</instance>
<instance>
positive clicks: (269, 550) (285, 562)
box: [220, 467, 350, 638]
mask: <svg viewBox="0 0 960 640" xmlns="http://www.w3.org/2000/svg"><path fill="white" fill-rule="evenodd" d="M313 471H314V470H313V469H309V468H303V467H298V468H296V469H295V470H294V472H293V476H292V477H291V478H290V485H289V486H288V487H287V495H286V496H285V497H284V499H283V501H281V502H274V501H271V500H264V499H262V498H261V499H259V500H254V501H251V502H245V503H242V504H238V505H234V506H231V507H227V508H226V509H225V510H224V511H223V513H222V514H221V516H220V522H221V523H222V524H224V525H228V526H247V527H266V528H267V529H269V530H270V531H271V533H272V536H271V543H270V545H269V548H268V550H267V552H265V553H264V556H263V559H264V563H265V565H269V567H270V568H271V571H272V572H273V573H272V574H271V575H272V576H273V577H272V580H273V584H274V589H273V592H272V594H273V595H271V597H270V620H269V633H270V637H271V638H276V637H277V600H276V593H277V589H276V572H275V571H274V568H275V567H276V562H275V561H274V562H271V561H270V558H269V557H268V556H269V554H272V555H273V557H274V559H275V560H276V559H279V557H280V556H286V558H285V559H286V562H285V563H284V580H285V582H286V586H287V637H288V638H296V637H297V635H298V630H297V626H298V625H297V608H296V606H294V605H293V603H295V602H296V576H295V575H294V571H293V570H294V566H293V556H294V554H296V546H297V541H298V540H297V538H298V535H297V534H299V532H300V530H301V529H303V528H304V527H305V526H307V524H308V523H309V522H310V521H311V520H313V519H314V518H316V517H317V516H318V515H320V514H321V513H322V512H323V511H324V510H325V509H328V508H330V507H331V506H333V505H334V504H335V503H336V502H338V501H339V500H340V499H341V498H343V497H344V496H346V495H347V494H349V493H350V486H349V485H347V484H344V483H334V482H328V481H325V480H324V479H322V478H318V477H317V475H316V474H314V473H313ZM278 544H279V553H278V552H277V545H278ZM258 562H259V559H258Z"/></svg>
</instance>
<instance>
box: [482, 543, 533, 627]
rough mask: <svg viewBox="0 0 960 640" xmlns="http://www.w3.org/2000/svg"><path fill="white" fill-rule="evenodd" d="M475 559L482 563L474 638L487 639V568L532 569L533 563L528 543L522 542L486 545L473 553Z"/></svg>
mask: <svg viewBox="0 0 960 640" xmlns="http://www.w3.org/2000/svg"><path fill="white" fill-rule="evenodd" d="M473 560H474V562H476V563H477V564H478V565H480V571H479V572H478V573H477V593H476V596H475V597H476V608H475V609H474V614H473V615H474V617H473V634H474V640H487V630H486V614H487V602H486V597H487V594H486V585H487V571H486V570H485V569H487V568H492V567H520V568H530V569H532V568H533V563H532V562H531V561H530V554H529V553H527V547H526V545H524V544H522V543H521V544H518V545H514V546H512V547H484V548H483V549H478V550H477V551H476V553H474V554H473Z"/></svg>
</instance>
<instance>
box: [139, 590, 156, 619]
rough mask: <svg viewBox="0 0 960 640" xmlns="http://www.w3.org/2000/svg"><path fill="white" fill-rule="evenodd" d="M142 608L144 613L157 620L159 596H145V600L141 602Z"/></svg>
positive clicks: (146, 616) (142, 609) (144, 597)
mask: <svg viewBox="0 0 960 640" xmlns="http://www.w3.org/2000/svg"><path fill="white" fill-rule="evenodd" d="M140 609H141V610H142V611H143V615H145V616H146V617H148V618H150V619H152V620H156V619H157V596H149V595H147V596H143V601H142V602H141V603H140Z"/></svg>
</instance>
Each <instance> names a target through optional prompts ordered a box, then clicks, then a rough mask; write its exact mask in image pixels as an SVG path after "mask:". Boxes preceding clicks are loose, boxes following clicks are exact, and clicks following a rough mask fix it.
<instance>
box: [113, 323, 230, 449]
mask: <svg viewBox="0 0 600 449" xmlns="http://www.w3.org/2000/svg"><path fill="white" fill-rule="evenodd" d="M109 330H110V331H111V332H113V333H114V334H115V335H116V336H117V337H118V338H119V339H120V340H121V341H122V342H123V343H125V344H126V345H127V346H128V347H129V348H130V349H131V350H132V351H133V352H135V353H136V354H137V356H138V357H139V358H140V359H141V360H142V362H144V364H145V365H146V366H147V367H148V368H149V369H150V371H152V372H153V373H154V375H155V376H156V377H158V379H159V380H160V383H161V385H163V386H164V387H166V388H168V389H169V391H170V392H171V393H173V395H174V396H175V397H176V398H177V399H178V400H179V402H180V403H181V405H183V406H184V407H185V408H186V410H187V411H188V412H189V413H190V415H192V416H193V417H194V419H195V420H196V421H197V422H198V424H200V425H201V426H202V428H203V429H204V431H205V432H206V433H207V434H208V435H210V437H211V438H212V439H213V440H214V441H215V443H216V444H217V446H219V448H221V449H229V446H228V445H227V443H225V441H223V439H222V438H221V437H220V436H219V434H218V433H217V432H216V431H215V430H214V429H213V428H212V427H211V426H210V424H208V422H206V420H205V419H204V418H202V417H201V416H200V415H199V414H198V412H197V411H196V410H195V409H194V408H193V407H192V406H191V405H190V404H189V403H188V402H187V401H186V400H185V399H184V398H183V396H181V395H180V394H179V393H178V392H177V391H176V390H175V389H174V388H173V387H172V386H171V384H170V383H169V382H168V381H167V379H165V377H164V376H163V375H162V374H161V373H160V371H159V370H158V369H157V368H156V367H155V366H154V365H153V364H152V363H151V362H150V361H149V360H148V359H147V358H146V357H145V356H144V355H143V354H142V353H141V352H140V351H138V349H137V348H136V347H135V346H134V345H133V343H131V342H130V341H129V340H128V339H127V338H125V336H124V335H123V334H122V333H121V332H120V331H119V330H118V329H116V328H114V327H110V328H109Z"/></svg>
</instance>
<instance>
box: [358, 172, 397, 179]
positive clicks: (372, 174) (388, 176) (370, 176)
☆ ☆ ☆
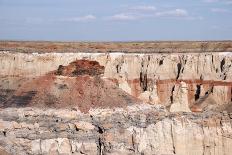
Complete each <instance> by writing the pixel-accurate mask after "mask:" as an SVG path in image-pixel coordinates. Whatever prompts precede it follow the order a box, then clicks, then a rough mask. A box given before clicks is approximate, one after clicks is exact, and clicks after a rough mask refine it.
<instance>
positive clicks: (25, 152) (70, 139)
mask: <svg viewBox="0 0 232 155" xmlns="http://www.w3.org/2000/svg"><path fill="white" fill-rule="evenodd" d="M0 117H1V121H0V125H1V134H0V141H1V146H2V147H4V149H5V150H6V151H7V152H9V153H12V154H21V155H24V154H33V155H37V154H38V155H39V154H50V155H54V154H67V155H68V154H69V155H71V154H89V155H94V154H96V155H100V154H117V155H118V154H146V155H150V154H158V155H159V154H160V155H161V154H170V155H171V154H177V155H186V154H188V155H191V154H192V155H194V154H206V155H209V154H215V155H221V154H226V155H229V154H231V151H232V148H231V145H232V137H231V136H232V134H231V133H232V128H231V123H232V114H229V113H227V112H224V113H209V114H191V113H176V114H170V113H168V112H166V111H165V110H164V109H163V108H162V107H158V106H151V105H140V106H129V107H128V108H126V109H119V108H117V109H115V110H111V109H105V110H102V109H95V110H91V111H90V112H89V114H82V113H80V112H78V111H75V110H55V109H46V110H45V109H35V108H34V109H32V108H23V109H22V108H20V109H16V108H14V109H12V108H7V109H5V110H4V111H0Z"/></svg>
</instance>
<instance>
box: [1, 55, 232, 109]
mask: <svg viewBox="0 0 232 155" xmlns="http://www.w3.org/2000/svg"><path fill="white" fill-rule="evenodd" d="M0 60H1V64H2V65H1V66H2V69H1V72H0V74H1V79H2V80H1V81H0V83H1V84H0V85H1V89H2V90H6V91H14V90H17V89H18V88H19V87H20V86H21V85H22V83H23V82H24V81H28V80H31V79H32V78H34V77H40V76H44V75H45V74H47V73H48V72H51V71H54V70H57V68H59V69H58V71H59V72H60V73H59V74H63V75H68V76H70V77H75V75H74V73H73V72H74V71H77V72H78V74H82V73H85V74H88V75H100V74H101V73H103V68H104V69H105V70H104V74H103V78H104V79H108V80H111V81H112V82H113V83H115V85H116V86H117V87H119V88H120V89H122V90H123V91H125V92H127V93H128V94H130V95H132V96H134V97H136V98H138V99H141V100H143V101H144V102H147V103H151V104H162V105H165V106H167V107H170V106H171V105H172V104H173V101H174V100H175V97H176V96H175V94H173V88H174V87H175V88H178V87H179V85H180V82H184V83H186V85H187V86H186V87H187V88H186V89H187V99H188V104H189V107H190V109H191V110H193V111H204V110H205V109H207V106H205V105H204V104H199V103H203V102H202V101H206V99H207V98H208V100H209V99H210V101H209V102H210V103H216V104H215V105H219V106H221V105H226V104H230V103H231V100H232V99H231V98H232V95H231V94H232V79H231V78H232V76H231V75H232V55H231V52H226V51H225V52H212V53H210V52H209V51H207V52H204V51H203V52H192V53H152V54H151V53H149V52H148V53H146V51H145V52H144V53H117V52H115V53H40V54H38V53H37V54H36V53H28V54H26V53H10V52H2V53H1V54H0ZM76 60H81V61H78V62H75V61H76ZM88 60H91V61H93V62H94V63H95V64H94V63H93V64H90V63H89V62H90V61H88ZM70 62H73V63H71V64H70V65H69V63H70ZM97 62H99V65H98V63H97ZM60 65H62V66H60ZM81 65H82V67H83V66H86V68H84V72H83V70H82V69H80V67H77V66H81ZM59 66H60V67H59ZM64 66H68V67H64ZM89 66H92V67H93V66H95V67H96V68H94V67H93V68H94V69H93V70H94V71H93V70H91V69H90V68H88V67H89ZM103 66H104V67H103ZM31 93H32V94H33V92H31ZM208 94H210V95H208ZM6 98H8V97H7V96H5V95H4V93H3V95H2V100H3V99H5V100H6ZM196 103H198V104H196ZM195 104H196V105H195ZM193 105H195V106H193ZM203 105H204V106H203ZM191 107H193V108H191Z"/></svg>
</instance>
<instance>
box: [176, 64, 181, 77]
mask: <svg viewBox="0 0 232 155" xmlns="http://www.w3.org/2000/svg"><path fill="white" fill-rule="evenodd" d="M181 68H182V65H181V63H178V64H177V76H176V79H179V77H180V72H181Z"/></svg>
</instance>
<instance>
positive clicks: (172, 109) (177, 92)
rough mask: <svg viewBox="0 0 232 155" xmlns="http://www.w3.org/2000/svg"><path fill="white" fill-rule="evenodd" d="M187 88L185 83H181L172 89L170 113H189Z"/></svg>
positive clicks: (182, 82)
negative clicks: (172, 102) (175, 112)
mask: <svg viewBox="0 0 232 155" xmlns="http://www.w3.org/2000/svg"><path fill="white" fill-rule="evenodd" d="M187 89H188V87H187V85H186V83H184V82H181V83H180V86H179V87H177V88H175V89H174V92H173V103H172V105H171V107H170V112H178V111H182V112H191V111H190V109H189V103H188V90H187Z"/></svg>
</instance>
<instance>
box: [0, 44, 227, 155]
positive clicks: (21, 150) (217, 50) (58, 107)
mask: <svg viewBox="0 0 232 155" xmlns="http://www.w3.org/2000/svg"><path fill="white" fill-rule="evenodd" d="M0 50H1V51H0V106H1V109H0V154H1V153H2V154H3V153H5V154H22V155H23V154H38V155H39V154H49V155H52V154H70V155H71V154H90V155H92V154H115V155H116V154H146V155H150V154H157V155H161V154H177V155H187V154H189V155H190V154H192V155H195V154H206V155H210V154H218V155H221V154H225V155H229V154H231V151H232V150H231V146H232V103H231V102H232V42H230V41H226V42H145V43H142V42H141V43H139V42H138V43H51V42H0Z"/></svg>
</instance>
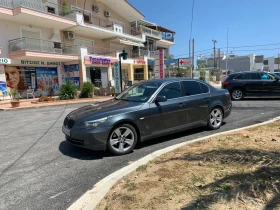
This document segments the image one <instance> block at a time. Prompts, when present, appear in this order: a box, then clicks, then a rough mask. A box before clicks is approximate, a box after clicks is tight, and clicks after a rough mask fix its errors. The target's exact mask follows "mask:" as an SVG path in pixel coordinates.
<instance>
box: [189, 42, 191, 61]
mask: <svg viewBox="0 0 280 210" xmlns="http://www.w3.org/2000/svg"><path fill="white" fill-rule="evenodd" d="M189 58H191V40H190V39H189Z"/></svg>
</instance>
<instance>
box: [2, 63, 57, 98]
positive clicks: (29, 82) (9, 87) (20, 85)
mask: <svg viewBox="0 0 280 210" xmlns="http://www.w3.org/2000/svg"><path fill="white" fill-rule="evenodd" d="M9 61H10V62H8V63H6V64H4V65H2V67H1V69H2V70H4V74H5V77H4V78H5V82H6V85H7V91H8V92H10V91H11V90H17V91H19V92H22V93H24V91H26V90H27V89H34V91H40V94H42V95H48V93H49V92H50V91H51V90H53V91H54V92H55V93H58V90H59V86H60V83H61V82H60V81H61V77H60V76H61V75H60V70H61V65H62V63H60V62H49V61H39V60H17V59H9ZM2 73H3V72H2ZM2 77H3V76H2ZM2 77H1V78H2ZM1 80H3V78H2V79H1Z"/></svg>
☆ ☆ ☆
▶ [Instructions to follow]:
Collect every line in the data above that contains the word "optional", and copy each one in full.

▶ [Exercise response]:
Each <instance> names a target through optional prompts ordered a box, then clicks, then a rough mask; write its exact mask in image pixels as an SVG path after "mask:". Boxes preceding clicks are loose, boxes following clicks are exact, and clicks following a rough mask fix it.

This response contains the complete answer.